> **Data for processing**:

========

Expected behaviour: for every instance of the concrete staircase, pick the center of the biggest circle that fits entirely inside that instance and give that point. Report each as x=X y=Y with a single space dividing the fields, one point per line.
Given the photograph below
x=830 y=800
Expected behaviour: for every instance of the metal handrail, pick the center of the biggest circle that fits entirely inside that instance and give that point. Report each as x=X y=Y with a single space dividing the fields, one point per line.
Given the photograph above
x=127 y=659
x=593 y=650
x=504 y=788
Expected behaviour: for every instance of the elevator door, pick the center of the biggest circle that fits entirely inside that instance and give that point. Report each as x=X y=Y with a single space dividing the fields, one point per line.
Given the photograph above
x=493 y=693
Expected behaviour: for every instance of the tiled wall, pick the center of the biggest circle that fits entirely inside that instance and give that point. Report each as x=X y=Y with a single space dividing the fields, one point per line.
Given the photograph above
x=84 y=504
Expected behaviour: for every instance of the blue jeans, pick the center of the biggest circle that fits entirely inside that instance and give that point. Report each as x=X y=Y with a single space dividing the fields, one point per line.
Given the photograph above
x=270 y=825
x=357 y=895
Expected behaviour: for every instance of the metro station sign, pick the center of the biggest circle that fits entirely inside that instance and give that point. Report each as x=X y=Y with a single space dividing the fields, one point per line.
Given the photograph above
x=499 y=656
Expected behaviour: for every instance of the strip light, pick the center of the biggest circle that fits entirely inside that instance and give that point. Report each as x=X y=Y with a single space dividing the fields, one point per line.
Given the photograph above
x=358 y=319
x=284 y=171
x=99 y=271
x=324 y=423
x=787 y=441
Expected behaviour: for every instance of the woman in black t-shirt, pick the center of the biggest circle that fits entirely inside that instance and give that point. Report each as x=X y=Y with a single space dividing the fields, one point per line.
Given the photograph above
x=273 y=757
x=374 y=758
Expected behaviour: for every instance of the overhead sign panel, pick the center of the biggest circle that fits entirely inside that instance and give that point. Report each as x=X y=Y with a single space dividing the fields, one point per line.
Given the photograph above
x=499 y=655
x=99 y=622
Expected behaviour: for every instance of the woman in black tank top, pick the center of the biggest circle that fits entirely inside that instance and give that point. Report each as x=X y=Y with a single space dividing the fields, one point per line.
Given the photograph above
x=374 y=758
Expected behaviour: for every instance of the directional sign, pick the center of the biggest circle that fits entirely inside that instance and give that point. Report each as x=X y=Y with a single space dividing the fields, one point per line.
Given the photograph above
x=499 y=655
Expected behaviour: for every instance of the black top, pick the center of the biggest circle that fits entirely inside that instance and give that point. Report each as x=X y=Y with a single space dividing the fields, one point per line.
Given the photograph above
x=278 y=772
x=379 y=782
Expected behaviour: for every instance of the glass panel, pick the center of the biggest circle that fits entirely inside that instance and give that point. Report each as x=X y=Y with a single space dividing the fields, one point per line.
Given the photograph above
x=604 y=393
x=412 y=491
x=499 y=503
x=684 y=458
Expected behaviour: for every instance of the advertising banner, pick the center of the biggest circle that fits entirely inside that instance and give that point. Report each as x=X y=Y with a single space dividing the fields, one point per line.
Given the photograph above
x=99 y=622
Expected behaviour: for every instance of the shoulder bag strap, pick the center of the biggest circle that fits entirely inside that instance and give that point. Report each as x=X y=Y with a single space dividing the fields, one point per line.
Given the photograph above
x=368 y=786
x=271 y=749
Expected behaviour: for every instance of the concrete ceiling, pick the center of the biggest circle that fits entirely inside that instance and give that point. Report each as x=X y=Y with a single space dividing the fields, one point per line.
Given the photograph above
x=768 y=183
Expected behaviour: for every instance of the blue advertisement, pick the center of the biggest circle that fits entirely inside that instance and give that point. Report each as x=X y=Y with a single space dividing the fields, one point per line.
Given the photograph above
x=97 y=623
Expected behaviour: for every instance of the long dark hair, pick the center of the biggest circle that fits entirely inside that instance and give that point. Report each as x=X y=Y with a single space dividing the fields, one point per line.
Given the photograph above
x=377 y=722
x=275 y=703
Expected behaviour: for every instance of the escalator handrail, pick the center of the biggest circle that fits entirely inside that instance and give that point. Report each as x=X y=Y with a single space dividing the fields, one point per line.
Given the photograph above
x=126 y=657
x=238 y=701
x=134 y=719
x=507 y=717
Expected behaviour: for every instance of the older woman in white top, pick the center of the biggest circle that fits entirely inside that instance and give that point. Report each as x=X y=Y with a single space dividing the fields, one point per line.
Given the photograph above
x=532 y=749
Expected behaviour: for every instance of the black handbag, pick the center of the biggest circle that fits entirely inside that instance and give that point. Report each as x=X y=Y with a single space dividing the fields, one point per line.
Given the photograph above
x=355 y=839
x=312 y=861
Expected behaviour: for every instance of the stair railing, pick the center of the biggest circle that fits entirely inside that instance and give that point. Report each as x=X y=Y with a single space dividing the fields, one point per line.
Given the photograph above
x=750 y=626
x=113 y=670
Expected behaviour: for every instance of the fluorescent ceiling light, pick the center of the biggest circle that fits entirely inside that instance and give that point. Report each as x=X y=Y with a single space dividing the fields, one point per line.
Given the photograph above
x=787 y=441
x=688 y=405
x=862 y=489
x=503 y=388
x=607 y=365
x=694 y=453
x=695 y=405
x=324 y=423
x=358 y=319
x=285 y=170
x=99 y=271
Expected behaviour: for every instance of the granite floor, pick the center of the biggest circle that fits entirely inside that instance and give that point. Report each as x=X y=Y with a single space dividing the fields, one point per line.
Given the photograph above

========

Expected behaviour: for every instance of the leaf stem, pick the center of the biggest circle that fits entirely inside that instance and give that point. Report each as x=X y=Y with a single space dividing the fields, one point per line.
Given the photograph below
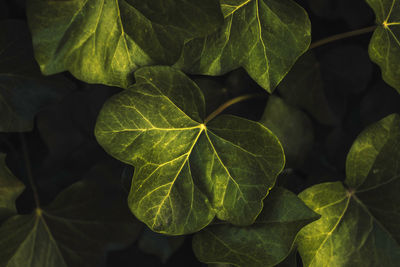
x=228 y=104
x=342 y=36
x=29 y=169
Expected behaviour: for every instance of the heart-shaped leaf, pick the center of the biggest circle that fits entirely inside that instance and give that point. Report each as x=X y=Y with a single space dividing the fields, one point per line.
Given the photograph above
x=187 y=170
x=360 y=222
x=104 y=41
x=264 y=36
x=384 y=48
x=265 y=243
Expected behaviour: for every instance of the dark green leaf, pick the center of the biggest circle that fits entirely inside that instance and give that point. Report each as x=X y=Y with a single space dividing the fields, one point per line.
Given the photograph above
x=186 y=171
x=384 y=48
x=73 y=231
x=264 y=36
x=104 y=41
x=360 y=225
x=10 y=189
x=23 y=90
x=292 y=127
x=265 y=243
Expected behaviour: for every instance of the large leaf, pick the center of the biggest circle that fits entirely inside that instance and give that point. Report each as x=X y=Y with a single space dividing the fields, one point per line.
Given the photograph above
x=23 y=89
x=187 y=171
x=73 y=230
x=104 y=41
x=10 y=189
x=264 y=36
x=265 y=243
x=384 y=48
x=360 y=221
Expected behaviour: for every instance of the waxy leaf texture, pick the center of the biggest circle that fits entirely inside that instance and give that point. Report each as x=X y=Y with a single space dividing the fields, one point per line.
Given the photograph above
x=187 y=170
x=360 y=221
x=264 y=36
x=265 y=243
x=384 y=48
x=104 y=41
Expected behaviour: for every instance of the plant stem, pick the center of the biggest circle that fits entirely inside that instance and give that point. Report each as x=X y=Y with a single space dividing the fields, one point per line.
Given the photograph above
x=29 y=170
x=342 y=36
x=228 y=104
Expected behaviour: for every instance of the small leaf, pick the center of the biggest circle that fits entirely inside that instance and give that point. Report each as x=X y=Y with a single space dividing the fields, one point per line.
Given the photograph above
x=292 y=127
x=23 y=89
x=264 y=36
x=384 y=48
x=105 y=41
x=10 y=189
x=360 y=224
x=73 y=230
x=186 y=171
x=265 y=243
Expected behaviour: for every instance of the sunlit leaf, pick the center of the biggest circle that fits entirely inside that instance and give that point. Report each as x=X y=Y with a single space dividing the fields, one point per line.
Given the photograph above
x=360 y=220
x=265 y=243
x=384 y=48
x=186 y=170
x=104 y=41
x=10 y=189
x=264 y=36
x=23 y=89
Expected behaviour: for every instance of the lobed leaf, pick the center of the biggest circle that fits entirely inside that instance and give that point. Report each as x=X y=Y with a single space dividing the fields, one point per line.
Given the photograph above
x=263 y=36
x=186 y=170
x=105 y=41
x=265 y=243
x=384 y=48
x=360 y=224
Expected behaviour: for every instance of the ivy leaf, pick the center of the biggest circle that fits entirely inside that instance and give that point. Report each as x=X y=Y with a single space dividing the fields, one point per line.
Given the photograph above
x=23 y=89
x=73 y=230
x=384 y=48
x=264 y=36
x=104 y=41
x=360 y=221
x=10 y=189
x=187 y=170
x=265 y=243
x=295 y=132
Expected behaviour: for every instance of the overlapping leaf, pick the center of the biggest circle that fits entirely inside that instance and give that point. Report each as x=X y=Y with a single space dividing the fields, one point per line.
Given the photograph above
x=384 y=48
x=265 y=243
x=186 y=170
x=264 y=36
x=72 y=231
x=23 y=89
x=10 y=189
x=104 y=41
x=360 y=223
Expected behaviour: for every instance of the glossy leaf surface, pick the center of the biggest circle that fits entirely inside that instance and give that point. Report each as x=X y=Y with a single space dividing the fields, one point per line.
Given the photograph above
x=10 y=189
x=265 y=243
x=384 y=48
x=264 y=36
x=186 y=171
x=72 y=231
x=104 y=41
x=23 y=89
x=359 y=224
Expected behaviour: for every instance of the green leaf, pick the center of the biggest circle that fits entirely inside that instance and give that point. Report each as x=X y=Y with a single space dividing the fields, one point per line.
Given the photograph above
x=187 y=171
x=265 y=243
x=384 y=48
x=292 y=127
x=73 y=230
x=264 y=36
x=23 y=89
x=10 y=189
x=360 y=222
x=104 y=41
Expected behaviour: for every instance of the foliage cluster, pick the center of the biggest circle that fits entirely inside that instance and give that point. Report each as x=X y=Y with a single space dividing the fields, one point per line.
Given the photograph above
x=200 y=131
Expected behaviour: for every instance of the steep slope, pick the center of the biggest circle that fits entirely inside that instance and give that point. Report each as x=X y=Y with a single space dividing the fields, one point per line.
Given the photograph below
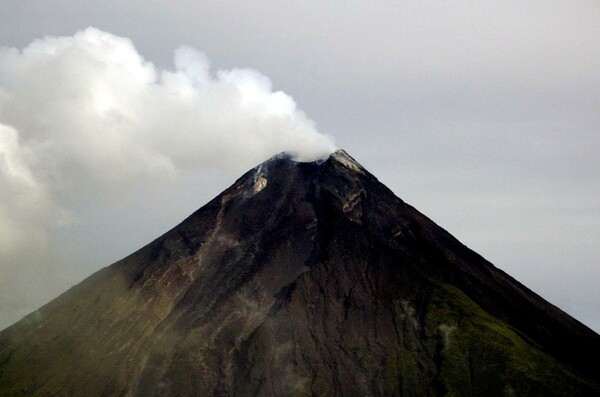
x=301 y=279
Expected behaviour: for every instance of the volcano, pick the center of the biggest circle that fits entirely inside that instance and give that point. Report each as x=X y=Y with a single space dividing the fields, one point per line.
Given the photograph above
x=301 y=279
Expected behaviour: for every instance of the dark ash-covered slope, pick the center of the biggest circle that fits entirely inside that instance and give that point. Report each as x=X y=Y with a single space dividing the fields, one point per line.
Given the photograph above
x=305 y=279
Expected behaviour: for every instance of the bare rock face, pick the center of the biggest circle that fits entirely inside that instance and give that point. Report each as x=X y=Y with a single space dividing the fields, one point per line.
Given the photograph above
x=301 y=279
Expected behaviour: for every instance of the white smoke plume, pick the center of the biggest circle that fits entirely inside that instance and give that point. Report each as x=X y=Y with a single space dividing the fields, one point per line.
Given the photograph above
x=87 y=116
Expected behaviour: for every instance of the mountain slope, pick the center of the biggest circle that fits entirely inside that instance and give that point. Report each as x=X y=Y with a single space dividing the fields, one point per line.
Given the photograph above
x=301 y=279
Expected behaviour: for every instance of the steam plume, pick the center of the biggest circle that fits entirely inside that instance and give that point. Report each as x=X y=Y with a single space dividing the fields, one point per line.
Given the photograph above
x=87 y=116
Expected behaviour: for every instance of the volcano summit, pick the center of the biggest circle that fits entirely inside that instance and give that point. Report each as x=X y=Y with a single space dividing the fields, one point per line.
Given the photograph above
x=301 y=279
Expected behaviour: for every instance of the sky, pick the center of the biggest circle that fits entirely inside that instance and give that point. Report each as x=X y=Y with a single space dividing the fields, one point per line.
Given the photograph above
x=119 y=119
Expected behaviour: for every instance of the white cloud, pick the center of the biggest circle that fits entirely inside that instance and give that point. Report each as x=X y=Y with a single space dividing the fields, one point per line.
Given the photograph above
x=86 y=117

========

> **Task directions**: Look for the word "green" in every line of the records. State how many lines contain it, and write only the number.

> **Your response**: 2